Dataset entries
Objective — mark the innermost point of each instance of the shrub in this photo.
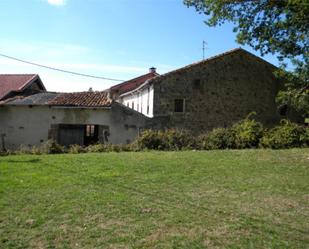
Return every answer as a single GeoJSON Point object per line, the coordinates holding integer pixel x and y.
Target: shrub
{"type": "Point", "coordinates": [95, 148]}
{"type": "Point", "coordinates": [178, 139]}
{"type": "Point", "coordinates": [219, 138]}
{"type": "Point", "coordinates": [170, 139]}
{"type": "Point", "coordinates": [247, 133]}
{"type": "Point", "coordinates": [49, 147]}
{"type": "Point", "coordinates": [285, 135]}
{"type": "Point", "coordinates": [151, 140]}
{"type": "Point", "coordinates": [76, 149]}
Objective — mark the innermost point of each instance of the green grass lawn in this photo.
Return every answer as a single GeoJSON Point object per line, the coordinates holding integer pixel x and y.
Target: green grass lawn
{"type": "Point", "coordinates": [209, 199]}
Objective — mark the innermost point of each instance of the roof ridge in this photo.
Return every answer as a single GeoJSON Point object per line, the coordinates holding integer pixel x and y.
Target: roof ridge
{"type": "Point", "coordinates": [136, 78]}
{"type": "Point", "coordinates": [201, 61]}
{"type": "Point", "coordinates": [17, 74]}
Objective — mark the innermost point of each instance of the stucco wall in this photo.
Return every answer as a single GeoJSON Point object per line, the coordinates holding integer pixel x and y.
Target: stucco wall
{"type": "Point", "coordinates": [217, 93]}
{"type": "Point", "coordinates": [30, 125]}
{"type": "Point", "coordinates": [141, 98]}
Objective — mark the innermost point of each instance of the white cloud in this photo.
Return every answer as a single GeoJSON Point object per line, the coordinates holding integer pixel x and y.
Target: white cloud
{"type": "Point", "coordinates": [56, 2]}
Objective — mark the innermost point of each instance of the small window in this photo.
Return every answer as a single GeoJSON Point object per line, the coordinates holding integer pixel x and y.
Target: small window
{"type": "Point", "coordinates": [197, 84]}
{"type": "Point", "coordinates": [283, 110]}
{"type": "Point", "coordinates": [90, 130]}
{"type": "Point", "coordinates": [179, 105]}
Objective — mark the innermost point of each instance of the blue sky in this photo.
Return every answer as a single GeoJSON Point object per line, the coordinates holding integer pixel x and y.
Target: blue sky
{"type": "Point", "coordinates": [116, 39]}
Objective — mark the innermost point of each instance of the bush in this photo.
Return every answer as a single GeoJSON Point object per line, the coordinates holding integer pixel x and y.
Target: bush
{"type": "Point", "coordinates": [217, 139]}
{"type": "Point", "coordinates": [171, 139]}
{"type": "Point", "coordinates": [76, 149]}
{"type": "Point", "coordinates": [286, 135]}
{"type": "Point", "coordinates": [247, 133]}
{"type": "Point", "coordinates": [151, 140]}
{"type": "Point", "coordinates": [95, 148]}
{"type": "Point", "coordinates": [50, 147]}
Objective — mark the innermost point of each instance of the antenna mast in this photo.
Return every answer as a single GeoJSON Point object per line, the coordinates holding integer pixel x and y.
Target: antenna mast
{"type": "Point", "coordinates": [204, 48]}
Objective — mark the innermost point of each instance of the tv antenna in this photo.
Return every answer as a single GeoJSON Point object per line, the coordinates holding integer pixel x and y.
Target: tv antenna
{"type": "Point", "coordinates": [204, 48]}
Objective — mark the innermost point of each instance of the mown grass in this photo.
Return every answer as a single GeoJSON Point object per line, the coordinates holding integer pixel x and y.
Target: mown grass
{"type": "Point", "coordinates": [209, 199]}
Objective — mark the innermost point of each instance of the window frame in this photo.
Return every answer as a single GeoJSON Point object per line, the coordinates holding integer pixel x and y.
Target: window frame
{"type": "Point", "coordinates": [183, 109]}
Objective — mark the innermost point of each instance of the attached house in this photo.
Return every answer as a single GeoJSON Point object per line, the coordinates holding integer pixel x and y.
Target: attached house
{"type": "Point", "coordinates": [69, 118]}
{"type": "Point", "coordinates": [215, 92]}
{"type": "Point", "coordinates": [137, 93]}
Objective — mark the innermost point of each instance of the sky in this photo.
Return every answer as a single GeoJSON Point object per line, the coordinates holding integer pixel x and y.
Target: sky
{"type": "Point", "coordinates": [115, 39]}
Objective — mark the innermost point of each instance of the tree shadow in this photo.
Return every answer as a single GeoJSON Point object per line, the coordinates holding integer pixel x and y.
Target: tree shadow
{"type": "Point", "coordinates": [36, 160]}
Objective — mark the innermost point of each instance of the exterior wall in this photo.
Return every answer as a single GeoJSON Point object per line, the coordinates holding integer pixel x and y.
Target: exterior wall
{"type": "Point", "coordinates": [32, 125]}
{"type": "Point", "coordinates": [217, 93]}
{"type": "Point", "coordinates": [141, 99]}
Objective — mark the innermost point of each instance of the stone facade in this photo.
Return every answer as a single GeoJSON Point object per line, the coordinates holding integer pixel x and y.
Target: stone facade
{"type": "Point", "coordinates": [32, 125]}
{"type": "Point", "coordinates": [216, 92]}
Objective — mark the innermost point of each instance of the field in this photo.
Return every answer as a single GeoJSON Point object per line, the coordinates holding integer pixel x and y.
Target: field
{"type": "Point", "coordinates": [210, 199]}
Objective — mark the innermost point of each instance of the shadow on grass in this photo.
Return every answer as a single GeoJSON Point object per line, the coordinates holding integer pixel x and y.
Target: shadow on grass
{"type": "Point", "coordinates": [22, 161]}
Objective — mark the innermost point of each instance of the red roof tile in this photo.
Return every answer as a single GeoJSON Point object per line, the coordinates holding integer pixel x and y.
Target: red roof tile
{"type": "Point", "coordinates": [82, 99]}
{"type": "Point", "coordinates": [134, 83]}
{"type": "Point", "coordinates": [14, 82]}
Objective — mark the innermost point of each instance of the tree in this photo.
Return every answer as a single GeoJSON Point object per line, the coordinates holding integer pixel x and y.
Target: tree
{"type": "Point", "coordinates": [279, 27]}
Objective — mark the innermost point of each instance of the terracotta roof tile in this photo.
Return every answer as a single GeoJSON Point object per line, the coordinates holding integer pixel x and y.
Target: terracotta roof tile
{"type": "Point", "coordinates": [134, 83]}
{"type": "Point", "coordinates": [14, 82]}
{"type": "Point", "coordinates": [82, 99]}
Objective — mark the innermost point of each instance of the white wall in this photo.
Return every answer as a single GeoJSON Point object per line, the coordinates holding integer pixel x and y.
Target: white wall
{"type": "Point", "coordinates": [142, 99]}
{"type": "Point", "coordinates": [23, 125]}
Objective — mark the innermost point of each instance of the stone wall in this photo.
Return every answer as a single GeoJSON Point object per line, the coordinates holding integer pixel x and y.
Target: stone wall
{"type": "Point", "coordinates": [217, 93]}
{"type": "Point", "coordinates": [32, 125]}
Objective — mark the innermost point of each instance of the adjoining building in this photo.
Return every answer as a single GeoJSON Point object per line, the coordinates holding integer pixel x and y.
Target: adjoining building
{"type": "Point", "coordinates": [69, 118]}
{"type": "Point", "coordinates": [215, 92]}
{"type": "Point", "coordinates": [199, 97]}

**What you are asked to do:** Of all the entries above, repeat only the lines from the line that has "on grass in this photo." to the line that has "white wall in this photo.", both lines included, exactly.

**Exercise response:**
Objective — mark the innermost point of each instance of the shadow on grass in this photo.
Return every answer as a single GeoJSON Point object per line, the coordinates holding integer pixel x and y.
Target: shadow on grass
{"type": "Point", "coordinates": [22, 161]}
Objective — mark the innermost point of each instance of the red roof tile in this photo.
Return every answer as a single GeoJSON Point object per line, the coordinates holding integer pixel x and y.
Target: red roof tile
{"type": "Point", "coordinates": [82, 99]}
{"type": "Point", "coordinates": [134, 83]}
{"type": "Point", "coordinates": [14, 82]}
Objective — mark the innermost point of each instance of the tree in this photo.
Return every answer as a single GeoJSON Point object per line, the coordinates holding integer pixel x and y.
Target: tree
{"type": "Point", "coordinates": [279, 27]}
Objective — mark the innermost point of each instance of the terracotta roof tile in this photo.
Return every answer as a single GeoJSON Point object per line, the coordinates holding integer pixel x and y.
Target: terracotta roof tile
{"type": "Point", "coordinates": [134, 83]}
{"type": "Point", "coordinates": [14, 82]}
{"type": "Point", "coordinates": [82, 99]}
Objective — mark the innermost point of each instance of the white wall in this photo.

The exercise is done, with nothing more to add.